**Challenge:** Omit all pictures and give the records below again exactly as written.

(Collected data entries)

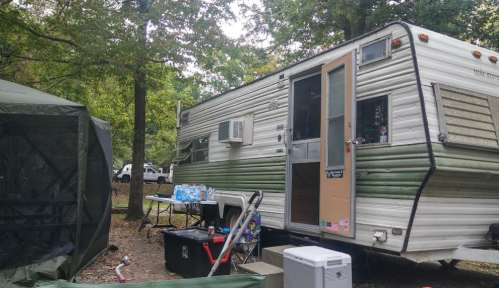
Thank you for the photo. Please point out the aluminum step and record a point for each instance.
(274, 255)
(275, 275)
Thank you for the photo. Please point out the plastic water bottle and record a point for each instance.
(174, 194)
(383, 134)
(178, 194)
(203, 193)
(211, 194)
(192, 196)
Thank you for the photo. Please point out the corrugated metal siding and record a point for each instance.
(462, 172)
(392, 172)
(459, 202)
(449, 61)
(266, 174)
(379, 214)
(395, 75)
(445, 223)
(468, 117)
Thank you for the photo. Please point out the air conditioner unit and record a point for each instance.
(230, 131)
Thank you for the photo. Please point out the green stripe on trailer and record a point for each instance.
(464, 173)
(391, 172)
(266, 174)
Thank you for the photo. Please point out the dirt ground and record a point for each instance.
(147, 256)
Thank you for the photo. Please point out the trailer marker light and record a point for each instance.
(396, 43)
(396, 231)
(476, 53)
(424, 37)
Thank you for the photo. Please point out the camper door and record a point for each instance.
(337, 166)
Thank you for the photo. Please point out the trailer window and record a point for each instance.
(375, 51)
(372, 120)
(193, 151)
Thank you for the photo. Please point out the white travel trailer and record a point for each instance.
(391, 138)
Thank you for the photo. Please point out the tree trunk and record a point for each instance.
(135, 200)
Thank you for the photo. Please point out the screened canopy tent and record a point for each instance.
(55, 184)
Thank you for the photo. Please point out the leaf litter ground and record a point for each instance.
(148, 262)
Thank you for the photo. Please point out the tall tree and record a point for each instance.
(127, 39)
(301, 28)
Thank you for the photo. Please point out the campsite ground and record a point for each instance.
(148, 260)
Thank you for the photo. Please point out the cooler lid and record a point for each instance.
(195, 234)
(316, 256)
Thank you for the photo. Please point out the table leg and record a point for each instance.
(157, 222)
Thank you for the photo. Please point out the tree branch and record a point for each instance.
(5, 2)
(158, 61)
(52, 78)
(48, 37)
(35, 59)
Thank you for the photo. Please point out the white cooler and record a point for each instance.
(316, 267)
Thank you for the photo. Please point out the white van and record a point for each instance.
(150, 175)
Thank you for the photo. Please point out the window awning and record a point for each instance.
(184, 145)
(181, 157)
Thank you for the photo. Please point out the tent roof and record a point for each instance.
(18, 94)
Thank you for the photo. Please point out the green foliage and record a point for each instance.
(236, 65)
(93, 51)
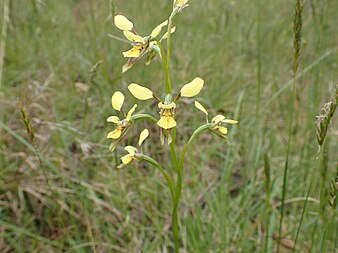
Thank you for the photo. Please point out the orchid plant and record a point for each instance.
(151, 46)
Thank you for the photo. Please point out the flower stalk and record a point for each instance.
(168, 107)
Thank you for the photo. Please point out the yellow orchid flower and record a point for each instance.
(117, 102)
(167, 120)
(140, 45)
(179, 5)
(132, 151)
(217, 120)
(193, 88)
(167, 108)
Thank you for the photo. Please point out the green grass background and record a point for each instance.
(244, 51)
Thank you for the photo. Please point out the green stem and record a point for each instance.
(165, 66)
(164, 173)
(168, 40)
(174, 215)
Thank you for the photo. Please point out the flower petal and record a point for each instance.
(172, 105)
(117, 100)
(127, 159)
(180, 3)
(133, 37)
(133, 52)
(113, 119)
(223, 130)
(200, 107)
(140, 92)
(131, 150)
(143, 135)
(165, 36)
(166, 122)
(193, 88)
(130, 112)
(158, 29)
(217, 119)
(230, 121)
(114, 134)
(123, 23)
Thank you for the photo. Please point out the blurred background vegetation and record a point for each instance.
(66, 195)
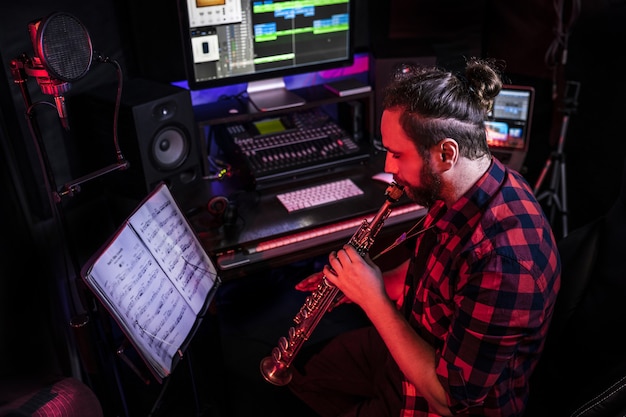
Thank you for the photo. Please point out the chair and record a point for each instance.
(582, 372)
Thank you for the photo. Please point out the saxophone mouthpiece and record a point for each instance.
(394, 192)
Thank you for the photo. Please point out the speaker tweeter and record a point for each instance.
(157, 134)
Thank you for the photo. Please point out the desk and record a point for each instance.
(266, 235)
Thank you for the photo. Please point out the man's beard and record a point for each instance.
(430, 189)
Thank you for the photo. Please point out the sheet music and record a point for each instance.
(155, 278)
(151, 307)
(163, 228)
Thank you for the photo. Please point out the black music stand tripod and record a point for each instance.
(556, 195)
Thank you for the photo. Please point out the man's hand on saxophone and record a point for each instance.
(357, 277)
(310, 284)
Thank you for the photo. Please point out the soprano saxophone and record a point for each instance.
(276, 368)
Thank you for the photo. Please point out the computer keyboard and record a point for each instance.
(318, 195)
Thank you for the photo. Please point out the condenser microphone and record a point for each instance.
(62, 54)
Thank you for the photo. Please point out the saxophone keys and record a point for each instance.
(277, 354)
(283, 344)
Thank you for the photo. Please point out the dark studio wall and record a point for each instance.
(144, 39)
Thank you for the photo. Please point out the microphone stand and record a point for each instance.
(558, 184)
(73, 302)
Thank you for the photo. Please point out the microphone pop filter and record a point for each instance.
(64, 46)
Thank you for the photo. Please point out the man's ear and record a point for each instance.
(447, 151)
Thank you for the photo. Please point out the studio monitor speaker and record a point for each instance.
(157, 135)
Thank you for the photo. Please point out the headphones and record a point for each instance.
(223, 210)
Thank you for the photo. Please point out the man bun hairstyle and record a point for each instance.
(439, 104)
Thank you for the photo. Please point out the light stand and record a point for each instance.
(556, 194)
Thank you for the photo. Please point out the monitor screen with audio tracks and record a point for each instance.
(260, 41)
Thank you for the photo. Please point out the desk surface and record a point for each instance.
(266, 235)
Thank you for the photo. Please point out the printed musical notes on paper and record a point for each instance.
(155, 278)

**Full answer:**
Thank you for the photo. Please point out the aluminum step and record a point for each instance.
(274, 255)
(275, 275)
Thank you for the photo. Please point out the plastic water bottle and record a point for each instance.
(174, 194)
(383, 134)
(178, 194)
(203, 193)
(211, 194)
(192, 196)
Thank you for the photo. Please point out the corrugated metal siding and record a point for each instance.
(462, 172)
(392, 172)
(459, 202)
(449, 61)
(266, 174)
(379, 214)
(395, 75)
(445, 223)
(468, 117)
Thank you for the photo. Please point out the air conditioner unit and record a point for each instance.
(230, 131)
Thank you for the photo. Please point out the green stripe on trailer and record a point for each instance.
(464, 173)
(391, 172)
(266, 174)
Thank you for the photo. Please point out the dirt ground and record a point for each instance.
(147, 256)
Thank you for the photo. Please point out the trailer marker light and record a point for each instance.
(396, 43)
(396, 231)
(476, 53)
(424, 37)
Thank you for the photo. Please point out the camper door and record a point for each instance.
(337, 166)
Thank you for the photo. Please point out the trailer window and record a point for each instance.
(375, 51)
(372, 120)
(193, 151)
Thank you for the photo. Please point out the white travel trailer and record a point for each instance.
(391, 138)
Thank you for the photo. Please point out the tree trunk and record a point for each instance.
(135, 200)
Thank you for the photo. Please point out the screened canopy tent and record a point for each instance.
(55, 184)
Thank you for the photo. Please point out the leaf litter ground and record a point for each instance.
(148, 262)
Thank you for the photo. Please point out the tall tree and record a point for each instance.
(127, 39)
(301, 28)
Thank you for the photo. Please point out the campsite ground and record a point for each instance.
(148, 260)
Thank you for the photo. Please point out the cooler lid and record a point for each instance.
(195, 234)
(316, 256)
Thank you for the photo. Please point out the table leg and record a point for each instance.
(157, 222)
Thank you for the photo. Please point out the tree branch and record a point for each instance.
(5, 2)
(158, 61)
(52, 78)
(48, 37)
(35, 59)
Thank you for the photo. Please point out the white cooler and record a point for each instance.
(316, 267)
Thank you for the photo. Please point out the white van and record a point for each instance.
(150, 175)
Thank you for the photo. Please point out the window awning and record a point for each instance.
(184, 145)
(181, 157)
Thank you for the photo. Please point out the tent roof and record a point for each instance.
(18, 94)
Thank you for the photo. Please point out the green foliage and record a point for each instance.
(236, 65)
(93, 51)
Thank you for the photo. Please point out the orchid plant and record a point for each instance.
(151, 46)
Thank you for the photo. Please point out the flower stalk and record a point for each instance.
(168, 107)
Thank you for the photo. Please point out the yellow orchid flower and record a point for each instance.
(117, 102)
(167, 120)
(140, 45)
(179, 5)
(132, 151)
(217, 120)
(193, 88)
(167, 108)
Thank you for the photo. Please point out the green grass background and record a point for each instance.
(244, 51)
Thank you for the photo. Please point out the green stem and record a point for each instance.
(165, 66)
(164, 173)
(168, 40)
(174, 215)
Thank you for the photo. Please point out the flower petal and record a point for each instance.
(172, 105)
(117, 100)
(127, 159)
(180, 3)
(133, 37)
(133, 52)
(113, 119)
(223, 130)
(200, 107)
(140, 92)
(131, 150)
(143, 135)
(165, 36)
(166, 122)
(193, 88)
(130, 112)
(158, 29)
(217, 119)
(230, 121)
(114, 134)
(123, 23)
Thank you for the photo. Please point out the blurred background vegetation and record a point for each instance.
(66, 195)
Thank you for the photo. Please point out the chair and record a point for each instance.
(582, 372)
Thank you for the photo. Please point out the saxophone mouthpiece and record a point for each instance.
(394, 192)
Thank you for the photo. Please point out the speaker tweeter and record a point for each instance.
(157, 134)
Thank you for the photo. Please point out the desk and record a point for each instance.
(266, 235)
Thank you for the photo. Please point out the man's beard and record a point for each instance.
(430, 189)
Thank you for the photo. Please point out the sheet music and record a point for each instance.
(155, 278)
(151, 307)
(163, 228)
Thank you for the photo. Please point out the black music stand tripod and record a point for each instance.
(556, 195)
Thank you for the photo. Please point out the man's hand on saxophone and record a point for each instance.
(357, 277)
(310, 284)
Thank you for the photo. Please point out the soprano saxophone and record a point for each instance.
(276, 368)
Thank you for the photo. Please point out the computer keyboard and record a point for each instance.
(318, 195)
Thank you for the photo. Please point out the condenser microphone and record a point for each instance.
(62, 54)
Thank you for the photo. Please point out the saxophone keys and record a point for each instance.
(277, 354)
(283, 344)
Thank you for the photo. Please point out the dark studio wall and record a point for each instance.
(144, 39)
Thank you for the photo. Please point out the microphone stand and record a point for each instance.
(558, 184)
(73, 302)
Thank you for the photo. Please point out the microphone pop filter and record a point for each instance.
(64, 46)
Thank you for the photo. Please point out the man's ear and record a point for each instance.
(447, 151)
Thank you for the photo. Please point out the studio monitor speaker and record a point for each instance.
(157, 135)
Thank you for the photo. Please point out the headphones and record a point for each instance.
(223, 210)
Thank you for the photo. Please point out the man bun hairstyle and record a point for each instance.
(439, 104)
Thank you for the photo. Please point out the light stand and record a point for each instance.
(556, 194)
Thank you for the photo. Please point out the monitor screen with audio tracks and record a point for each instance.
(260, 41)
Thank you for the photo. Please point out the desk surface and record a point for each instance.
(266, 235)
Thank you for the photo. Please point out the printed musical notes on paper and record a point for each instance.
(155, 278)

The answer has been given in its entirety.